_Exercise details_:
Look through the data below and show every line that includes "woman".

_Exercise inputs_:
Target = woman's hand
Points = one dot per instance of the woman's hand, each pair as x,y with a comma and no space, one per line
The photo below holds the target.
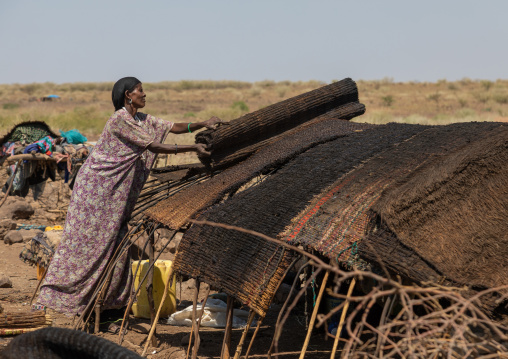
212,123
201,150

_Task result_:
Target = woman's hand
Points = one dot per instance of the woman's hand, each pair as x,y with a comma and no space, one per line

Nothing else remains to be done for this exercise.